/---

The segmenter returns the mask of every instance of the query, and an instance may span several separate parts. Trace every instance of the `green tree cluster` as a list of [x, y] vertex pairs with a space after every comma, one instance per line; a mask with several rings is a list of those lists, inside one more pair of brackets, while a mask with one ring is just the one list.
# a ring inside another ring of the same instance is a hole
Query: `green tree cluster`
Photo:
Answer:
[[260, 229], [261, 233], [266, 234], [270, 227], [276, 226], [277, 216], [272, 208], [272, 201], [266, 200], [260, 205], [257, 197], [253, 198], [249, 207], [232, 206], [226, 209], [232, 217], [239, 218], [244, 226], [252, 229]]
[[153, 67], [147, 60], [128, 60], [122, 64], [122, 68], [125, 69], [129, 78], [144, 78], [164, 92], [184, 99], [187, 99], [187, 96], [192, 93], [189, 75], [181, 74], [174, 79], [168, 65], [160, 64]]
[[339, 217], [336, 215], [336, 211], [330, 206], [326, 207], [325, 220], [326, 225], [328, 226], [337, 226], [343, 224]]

\---

→ Instructions to follow
For this exercise, restate each of the entries without any deviation.

→ Reply
The segmenter returns the mask of every instance of the query, and an instance may span several separate parts. Trace every instance of the `green tree cluster` as a list of [x, y] vertex pairs with a space after every comma, one instance per line; a mask with several rings is a list of those lists, inside one more pair of brackets, while a mask with one ring is just the one list.
# a ring inside another ring of the same instance is a hole
Query: `green tree cluster`
Photo:
Answer:
[[260, 229], [261, 233], [266, 234], [270, 227], [276, 226], [277, 216], [272, 208], [272, 201], [266, 200], [260, 205], [257, 197], [253, 198], [249, 207], [232, 206], [226, 209], [232, 217], [239, 218], [244, 226], [252, 229]]
[[153, 67], [147, 60], [128, 60], [122, 64], [122, 68], [125, 69], [129, 78], [144, 78], [164, 92], [184, 99], [187, 99], [187, 96], [192, 93], [189, 75], [181, 74], [174, 79], [168, 65], [160, 64]]
[[339, 217], [336, 215], [336, 211], [330, 206], [326, 207], [325, 220], [326, 225], [328, 226], [337, 226], [343, 224]]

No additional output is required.